Entries from a point annotation set

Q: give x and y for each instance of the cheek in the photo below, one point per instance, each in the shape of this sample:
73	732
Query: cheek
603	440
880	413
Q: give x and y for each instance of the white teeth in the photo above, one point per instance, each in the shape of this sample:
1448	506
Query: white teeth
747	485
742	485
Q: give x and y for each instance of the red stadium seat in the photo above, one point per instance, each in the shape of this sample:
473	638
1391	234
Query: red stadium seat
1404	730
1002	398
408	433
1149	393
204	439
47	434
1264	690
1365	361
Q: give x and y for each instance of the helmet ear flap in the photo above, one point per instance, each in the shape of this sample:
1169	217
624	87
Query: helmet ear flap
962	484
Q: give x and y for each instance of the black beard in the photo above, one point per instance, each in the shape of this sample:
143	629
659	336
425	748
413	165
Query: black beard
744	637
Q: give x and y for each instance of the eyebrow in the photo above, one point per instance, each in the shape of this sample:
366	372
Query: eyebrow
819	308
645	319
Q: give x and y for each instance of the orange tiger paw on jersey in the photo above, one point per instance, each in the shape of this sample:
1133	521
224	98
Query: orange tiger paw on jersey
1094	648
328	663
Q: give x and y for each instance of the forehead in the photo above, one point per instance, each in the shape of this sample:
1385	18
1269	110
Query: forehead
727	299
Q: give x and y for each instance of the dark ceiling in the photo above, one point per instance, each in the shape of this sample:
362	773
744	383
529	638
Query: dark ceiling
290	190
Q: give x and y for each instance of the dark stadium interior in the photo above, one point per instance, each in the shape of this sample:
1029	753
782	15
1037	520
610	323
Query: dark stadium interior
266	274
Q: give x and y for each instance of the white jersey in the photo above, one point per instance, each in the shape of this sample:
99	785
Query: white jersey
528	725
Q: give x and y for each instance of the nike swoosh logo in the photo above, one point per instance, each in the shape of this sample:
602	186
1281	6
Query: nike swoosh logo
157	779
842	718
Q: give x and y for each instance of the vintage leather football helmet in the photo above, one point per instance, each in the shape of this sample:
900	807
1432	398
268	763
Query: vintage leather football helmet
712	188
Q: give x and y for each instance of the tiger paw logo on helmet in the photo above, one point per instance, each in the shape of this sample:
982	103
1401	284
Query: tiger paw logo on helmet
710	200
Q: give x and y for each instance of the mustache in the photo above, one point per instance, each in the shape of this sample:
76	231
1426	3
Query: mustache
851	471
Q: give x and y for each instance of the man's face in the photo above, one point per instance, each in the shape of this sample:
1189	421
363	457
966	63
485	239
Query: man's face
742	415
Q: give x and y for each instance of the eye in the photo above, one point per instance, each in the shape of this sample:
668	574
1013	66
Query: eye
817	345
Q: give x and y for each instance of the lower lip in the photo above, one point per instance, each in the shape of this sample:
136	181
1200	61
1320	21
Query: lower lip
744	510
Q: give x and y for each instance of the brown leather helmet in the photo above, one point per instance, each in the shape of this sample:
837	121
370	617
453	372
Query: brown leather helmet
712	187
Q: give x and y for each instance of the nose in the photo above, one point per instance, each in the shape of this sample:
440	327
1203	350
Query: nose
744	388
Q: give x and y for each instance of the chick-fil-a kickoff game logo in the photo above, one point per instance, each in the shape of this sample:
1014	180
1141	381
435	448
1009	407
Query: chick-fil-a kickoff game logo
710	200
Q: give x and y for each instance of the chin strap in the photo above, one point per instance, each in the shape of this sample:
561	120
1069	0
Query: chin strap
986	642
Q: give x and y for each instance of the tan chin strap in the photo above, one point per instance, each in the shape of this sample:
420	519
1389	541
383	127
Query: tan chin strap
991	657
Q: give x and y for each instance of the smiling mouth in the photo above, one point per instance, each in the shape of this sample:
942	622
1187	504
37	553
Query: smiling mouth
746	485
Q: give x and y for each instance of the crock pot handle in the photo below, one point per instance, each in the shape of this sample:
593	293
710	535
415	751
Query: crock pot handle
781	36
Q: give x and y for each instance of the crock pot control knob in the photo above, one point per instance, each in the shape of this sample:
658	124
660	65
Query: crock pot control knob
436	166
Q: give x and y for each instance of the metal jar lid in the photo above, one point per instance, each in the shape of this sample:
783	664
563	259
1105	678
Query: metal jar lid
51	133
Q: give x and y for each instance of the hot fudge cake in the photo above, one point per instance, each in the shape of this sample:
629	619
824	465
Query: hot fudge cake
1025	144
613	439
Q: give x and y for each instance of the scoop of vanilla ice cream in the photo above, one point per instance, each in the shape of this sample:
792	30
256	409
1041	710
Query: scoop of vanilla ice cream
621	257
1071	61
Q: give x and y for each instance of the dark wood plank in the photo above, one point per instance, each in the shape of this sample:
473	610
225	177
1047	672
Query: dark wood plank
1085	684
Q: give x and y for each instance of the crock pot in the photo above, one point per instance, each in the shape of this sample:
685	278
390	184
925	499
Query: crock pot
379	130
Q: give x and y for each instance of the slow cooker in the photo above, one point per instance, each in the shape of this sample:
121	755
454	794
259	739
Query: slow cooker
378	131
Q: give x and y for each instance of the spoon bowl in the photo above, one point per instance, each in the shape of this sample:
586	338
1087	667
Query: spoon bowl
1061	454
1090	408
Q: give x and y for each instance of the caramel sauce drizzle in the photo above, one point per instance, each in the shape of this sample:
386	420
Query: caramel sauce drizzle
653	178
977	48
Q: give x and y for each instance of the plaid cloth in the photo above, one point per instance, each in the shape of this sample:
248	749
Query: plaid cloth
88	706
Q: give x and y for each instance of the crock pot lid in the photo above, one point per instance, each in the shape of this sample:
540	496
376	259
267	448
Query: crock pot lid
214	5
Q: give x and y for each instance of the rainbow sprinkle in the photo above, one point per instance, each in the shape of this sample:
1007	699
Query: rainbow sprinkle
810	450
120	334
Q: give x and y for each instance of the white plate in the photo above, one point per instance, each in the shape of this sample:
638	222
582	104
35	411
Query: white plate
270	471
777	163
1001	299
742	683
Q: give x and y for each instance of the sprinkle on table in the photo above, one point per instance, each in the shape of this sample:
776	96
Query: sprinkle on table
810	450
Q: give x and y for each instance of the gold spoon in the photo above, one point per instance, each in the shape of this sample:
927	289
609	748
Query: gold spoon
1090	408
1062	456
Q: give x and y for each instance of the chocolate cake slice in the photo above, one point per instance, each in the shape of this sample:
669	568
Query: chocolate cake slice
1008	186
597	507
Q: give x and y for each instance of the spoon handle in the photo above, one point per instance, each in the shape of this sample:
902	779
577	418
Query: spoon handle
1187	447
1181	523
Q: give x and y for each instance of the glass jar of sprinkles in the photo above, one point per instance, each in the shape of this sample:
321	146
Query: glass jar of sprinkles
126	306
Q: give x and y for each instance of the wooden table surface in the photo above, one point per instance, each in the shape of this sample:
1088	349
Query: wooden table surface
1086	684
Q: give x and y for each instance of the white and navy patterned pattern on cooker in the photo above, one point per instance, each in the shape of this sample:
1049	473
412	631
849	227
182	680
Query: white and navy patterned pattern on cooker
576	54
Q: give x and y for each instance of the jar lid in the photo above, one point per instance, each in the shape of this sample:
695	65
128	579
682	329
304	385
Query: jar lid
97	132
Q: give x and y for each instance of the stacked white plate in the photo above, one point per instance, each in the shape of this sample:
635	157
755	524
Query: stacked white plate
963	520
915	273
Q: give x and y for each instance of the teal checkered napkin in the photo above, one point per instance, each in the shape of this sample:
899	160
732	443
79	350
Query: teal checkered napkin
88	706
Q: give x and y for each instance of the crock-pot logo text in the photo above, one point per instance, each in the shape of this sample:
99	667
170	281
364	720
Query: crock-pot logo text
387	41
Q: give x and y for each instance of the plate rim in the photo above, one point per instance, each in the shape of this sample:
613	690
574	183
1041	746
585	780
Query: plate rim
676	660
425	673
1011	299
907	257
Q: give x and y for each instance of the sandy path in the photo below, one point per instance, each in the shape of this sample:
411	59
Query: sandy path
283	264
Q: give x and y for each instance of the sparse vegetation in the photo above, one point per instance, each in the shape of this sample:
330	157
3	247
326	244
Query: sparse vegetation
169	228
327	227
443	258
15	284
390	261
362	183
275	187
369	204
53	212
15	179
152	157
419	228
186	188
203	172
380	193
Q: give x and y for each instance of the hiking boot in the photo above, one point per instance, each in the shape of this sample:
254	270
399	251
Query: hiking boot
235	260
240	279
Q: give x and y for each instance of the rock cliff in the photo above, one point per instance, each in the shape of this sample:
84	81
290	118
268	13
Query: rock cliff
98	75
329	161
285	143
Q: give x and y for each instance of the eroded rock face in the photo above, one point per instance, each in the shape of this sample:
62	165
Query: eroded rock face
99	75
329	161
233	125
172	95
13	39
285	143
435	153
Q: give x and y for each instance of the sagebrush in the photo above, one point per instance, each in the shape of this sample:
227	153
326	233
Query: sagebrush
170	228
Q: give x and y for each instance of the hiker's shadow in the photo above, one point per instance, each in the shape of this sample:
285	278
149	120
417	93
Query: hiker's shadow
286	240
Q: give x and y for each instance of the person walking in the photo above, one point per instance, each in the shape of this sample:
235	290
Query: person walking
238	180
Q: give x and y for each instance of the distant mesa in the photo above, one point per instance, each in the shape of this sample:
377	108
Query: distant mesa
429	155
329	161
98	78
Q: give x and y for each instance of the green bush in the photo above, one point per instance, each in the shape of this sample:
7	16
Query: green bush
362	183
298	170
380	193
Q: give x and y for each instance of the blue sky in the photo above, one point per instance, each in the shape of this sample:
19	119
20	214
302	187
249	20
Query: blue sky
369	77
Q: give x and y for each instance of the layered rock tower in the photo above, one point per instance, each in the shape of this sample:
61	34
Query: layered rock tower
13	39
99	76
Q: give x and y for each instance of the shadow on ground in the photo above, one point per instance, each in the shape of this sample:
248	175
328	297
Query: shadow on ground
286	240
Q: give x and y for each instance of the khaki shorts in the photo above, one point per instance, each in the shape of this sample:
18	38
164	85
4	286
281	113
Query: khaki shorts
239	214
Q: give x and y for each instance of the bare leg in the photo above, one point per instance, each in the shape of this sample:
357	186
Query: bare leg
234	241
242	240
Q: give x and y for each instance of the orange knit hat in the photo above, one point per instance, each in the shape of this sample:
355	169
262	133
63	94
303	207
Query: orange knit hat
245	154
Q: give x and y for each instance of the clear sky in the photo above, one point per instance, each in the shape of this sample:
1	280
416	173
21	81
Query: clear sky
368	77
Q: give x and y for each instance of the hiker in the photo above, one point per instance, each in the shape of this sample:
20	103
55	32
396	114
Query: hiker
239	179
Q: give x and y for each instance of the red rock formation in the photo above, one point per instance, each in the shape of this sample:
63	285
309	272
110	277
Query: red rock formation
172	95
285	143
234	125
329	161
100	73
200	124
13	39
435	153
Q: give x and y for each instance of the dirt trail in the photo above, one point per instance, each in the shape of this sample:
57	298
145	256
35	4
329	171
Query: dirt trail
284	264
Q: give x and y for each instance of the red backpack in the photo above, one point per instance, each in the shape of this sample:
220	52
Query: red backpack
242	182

* Stated goal
Exactly reproduce the lines beginning with the one that contains "Q: give x and y for each instance of the khaki" and ending with the last line of the material, both included. Leave out everything else.

* Task response
Q: give x and y for each instance of the khaki shorts in the photo above, one point per instance, each in the shape of this sample:
18	38
164	85
4	286
281	113
Query: khaki shorts
239	214
Q: give x and y for each instance of the bare leg in the photo above, one point per instance, each in the shape of this sample:
357	186
Query: bare leg
234	241
242	240
Q: give x and y for each instance of the orange knit hat in the photo above, one point per instance, each in the shape of this sample:
355	169
262	133
63	94
303	207
Query: orange knit hat
245	154
Q: give x and y for each instance of the clear sky in the photo above, one point per instance, each in the shape of this sample:
1	280
416	173
21	81
Query: clear sky
368	77
Q: give x and y for each instance of the hiker in the photo above, one point per instance, each in the shape of this sample:
20	103
55	32
396	114
Query: hiker
239	179
Q: give x and y for each instance of the red rock formation in the photo above, one point per instance, each in the shape of this sample:
63	285
309	272
110	277
Query: red rock formation
172	95
285	143
234	125
329	161
100	73
200	124
13	39
435	153
Q: give x and y for each instance of the dirt trail in the photo above, one point per instance, each in the shape of this sample:
57	298
145	256
35	4
329	171
Query: dirt trail
284	264
Q: give x and y for each instance of the red backpack in the photo above, one point per instance, each in the shape of this sample:
220	52
Query: red backpack
242	182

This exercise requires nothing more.